[BEGIN Extracted records]

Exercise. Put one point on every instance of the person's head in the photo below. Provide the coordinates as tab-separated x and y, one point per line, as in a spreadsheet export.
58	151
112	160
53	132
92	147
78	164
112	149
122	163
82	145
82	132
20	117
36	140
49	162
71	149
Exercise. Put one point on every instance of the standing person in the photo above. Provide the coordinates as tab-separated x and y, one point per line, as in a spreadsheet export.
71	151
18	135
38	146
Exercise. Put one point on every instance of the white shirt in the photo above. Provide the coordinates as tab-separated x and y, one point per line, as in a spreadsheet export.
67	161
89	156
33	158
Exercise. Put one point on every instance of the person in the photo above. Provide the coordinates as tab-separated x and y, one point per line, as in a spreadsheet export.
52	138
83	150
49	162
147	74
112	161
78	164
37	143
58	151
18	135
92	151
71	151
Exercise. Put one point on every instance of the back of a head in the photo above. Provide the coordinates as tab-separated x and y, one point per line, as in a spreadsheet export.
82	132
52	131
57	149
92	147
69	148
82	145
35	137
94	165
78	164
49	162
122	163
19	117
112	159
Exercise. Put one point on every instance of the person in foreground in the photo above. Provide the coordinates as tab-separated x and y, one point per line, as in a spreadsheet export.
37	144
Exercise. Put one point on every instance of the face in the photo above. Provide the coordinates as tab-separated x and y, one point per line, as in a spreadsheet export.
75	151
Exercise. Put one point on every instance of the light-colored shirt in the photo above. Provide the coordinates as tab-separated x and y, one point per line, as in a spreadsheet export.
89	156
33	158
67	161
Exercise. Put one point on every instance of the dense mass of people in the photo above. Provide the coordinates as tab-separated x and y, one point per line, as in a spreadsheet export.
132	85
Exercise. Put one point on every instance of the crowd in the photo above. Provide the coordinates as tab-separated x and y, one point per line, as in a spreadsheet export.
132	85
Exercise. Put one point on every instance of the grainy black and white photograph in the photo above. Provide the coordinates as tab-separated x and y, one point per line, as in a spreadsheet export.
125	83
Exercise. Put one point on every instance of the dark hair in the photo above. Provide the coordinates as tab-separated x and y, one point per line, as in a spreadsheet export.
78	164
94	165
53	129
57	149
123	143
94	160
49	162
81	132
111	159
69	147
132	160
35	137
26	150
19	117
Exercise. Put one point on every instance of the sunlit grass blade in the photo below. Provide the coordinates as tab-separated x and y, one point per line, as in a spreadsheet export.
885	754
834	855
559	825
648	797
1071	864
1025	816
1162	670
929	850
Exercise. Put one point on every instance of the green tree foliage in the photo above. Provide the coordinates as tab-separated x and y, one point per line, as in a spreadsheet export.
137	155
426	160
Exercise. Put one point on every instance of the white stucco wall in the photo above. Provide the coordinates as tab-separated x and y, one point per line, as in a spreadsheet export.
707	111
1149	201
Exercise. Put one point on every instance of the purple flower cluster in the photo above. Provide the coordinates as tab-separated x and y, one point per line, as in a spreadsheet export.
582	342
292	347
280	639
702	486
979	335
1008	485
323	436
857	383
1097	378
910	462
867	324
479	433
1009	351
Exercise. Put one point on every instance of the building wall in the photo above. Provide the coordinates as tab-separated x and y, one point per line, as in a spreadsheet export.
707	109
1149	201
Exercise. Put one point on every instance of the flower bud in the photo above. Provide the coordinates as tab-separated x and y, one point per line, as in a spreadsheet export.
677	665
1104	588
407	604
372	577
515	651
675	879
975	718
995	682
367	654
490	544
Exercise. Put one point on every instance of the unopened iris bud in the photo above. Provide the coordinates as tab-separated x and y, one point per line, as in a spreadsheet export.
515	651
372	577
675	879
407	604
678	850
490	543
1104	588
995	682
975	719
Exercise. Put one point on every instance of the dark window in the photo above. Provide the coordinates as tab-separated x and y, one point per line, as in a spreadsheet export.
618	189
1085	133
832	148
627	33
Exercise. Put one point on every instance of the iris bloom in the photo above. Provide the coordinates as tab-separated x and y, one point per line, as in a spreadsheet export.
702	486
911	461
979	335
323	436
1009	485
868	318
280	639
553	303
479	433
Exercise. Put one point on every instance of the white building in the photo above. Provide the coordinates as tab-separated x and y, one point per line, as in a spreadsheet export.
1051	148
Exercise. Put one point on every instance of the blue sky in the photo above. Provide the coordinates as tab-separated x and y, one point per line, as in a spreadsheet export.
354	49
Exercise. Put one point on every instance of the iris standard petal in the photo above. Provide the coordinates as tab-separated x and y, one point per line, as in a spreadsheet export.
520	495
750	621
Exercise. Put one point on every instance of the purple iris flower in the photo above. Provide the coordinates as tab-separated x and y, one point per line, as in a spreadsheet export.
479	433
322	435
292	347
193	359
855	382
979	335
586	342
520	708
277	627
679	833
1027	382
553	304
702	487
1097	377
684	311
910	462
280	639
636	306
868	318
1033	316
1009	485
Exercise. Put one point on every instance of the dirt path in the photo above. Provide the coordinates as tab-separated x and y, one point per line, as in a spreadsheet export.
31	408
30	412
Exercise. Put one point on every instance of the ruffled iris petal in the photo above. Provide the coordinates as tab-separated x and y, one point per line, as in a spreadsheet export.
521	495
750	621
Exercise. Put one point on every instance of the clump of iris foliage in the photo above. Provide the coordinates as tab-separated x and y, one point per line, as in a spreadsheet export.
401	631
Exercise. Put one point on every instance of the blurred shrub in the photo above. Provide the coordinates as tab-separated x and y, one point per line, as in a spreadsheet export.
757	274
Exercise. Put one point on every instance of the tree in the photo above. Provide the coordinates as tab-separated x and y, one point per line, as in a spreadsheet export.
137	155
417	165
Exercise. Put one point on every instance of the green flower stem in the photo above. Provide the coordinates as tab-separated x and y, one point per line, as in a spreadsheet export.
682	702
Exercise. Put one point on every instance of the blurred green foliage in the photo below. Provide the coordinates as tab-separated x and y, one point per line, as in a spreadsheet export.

[END Extracted records]

Format every line of the data above as a numbered list, leaving out any blank lines.

1. Exercise. Put one point on every instance of the person's head in the photo below. Provide the coordinates as tab-separated x and y, one point per line, as in a spreadsheet export.
2. 58	151
3. 112	160
4. 53	132
5. 92	147
6. 78	164
7. 112	149
8. 122	163
9. 82	145
10. 82	132
11. 20	117
12. 36	140
13. 49	162
14. 71	149
15. Exercise. Put one point on every instance of the standing person in the photo above. Provide the coordinates as tab-separated x and y, one point per line, as in a spreadsheet export.
16. 71	151
17. 18	135
18. 38	146
19. Exercise. Put one point on every instance of the white shirt in the photo above. Provide the coordinates as tab-separated x and y, one point per line, as in a spreadsheet export.
20. 67	161
21. 89	156
22. 33	158
23. Exercise. Put one point on every instance of the person in the photo above. Provide the coordinates as tab-separated x and y, one point per line, as in a spreadsheet export.
24. 52	138
25. 83	150
26. 49	162
27. 147	74
28. 112	161
29. 78	164
30. 37	143
31. 58	151
32. 18	135
33. 92	151
34. 71	151
35. Exercise. Put one point on every instance of the back of a head in the photo above. Provide the coordinates as tab-separated x and y, one point per line, as in a spreadsheet export.
36. 82	132
37. 52	131
38. 57	149
39. 92	147
40. 69	148
41. 82	145
42. 35	137
43. 94	165
44. 78	164
45. 49	162
46. 122	163
47. 19	117
48. 112	159
49. Exercise. Put one point on every instance of the person in foreground in the photo above. Provide the coordinates as tab-separated x and y, one point per line, as in a spreadsheet export.
50. 37	144
51. Exercise. Put one point on every instance of the face in the photo above. Provide the coordinates as tab-separated x and y, one point per line, as in a spreadsheet export.
52. 75	151
53. Exercise. Put one point on every instance of the light-colored shirt in the photo above. Provide the coordinates as tab-separated x and y, one point per line, as in a spreadsheet export.
54. 89	156
55. 33	158
56. 67	161
57. Exercise. Put one point on every instance of the dense mass of people in the photo above. Provide the coordinates as tab-separated x and y, one point per line, as in a spreadsheet export.
58. 132	85
59. Exercise. Put one point on every instance of the crowd in the photo above. Provide the coordinates as tab-separated x and y, one point per line, as in a spreadsheet export.
60. 132	85
61. Exercise. Put one point on every instance of the grainy black and white photograph in the photo above. Provide the coordinates as tab-separated x and y, one point per line, as in a spreadsheet export.
62. 125	83
63. Exercise. Put one point on every instance of the dark hair in the photo above. Provide the coordinates as tab-separated x and y, one point per line, as in a spreadsheet export.
64. 78	164
65. 94	165
66. 53	129
67. 57	149
68. 123	143
69. 94	160
70. 49	162
71. 81	132
72. 111	159
73. 69	147
74. 132	160
75. 35	137
76. 26	150
77. 19	117
78. Exercise. Put one point on every instance of the sunlit grass blade in the photo below. Provide the coordinates as tab-separated x and y, one point per line, as in a spreadsheet export.
79. 885	754
80. 834	855
81. 559	825
82. 648	797
83. 1071	864
84. 1025	816
85. 1162	670
86. 929	850
87. Exercise. Put one point on every instance of the green tree foliage in the photo above. Provide the coordinates as tab-separated x and y, one point per line, as in a spreadsheet export.
88. 137	155
89. 426	160
90. Exercise. Put one point on every instance of the white stucco wall in the photo above. Provide the coordinates as tab-separated x and y, one point per line, as in a spreadsheet export.
91. 707	111
92. 1149	201
93. Exercise. Put one point on every instance of the purple flower cluster in the photo above. Provide the coordinates as tab-separated x and y, one point per line, as in a spreadsheet export.
94. 582	342
95. 292	347
96. 280	639
97. 702	486
98. 979	335
99. 1008	485
100. 323	436
101. 857	383
102. 1097	378
103. 910	462
104. 867	324
105. 479	433
106. 1009	351
107. Exercise. Put one point on every instance of the building wall in the photo above. Provide the coordinates as tab-separated x and y, one point per line, as in a spreadsheet export.
108. 707	109
109. 1149	201
110. Exercise. Put one point on every instance of the flower bud in the photo above. Provide the coordinates as tab-separated x and y, one point per line, as in a spreadsheet export.
111. 677	665
112. 1104	588
113. 407	604
114. 372	577
115. 515	651
116. 675	879
117. 975	718
118. 995	682
119. 367	654
120. 490	544
121. Exercise. Put one point on every instance of the unopened iris bud in the photo above. Provide the coordinates as tab-separated x and y, one point per line, as in a spreadsheet export.
122. 515	651
123. 372	577
124. 675	879
125. 407	604
126. 678	850
127. 490	543
128. 1104	588
129. 995	682
130. 975	719
131. Exercise. Put one point on every instance of the dark window in the photo above. Provide the coordinates as tab-separated x and y, one point per line, as in a spreadsheet export.
132. 618	189
133. 1085	133
134. 832	148
135. 627	33
136. Exercise. Put one point on every instance of the iris bloom in the photo above. Provide the coordinates as tab-separated x and y, one point per line, as in a spreadsheet export.
137. 702	486
138. 911	461
139. 979	335
140. 323	436
141. 1009	485
142. 868	318
143. 280	639
144. 553	303
145. 479	433
146. Exercise. Put one point on every instance of the white building in the photo above. Provide the coordinates as tab-separated x and y, one point per line, as in a spreadsheet export.
147. 1051	148
148. Exercise. Put one point on every instance of the blue sky in the photo above. Provide the coordinates as tab-separated x and y, one point per line, as in a spreadsheet export.
149. 354	49
150. Exercise. Put one point on every instance of the iris standard petal in the photo above. Provide the coordinates as tab-separated x and y, one point per line, as in a spreadsheet export.
151. 520	495
152. 750	621
153. Exercise. Put one point on every instance of the purple iris flower in the photo above. Provide the coordinates as tab-separated x and y, one point per line, as in a spreadsheet export.
154. 479	433
155. 322	435
156. 292	347
157. 193	359
158. 855	382
159. 979	335
160. 586	342
161. 520	708
162. 277	627
163. 679	833
164. 1027	382
165. 553	304
166. 702	487
167. 1097	377
168. 684	311
169. 910	462
170. 280	639
171. 636	306
172. 868	318
173. 1033	316
174. 1009	485
175. Exercise. Put one point on every instance of the dirt path in the photo above. Provide the coordinates as tab-separated x and y, one point per line, as in a spreadsheet export.
176. 31	408
177. 30	412
178. Exercise. Put one point on every instance of the ruffled iris petal in the photo above. Provide the coordinates as tab-separated x and y, one point per line, as in a spreadsheet export.
179. 521	495
180. 750	621
181. Exercise. Put one point on every instance of the clump of iris foliage in the photo above. Provide the coordinates as tab-separated x and y, one point per line, as in a spreadsheet export.
182. 401	631
183. Exercise. Put one point on every instance of the blurred shrub in the photo above. Provide the coordinates as tab-separated x and y, one point per line, as in a spreadsheet export.
184. 757	274
185. Exercise. Put one point on every instance of the tree in the photo above. Provide the coordinates as tab-separated x and y, one point per line, as in a spreadsheet export.
186. 137	155
187. 417	165
188. Exercise. Put one point on every instance of the green flower stem in the photo above. Provide the coordinates as tab-separated x and y, one point per line, as in a spreadsheet export.
189. 682	702
190. Exercise. Put one point on every instance of the blurred green foliage in the photo below. Provide the coordinates as tab-separated x and y, one point per line, as in a spreadsheet export.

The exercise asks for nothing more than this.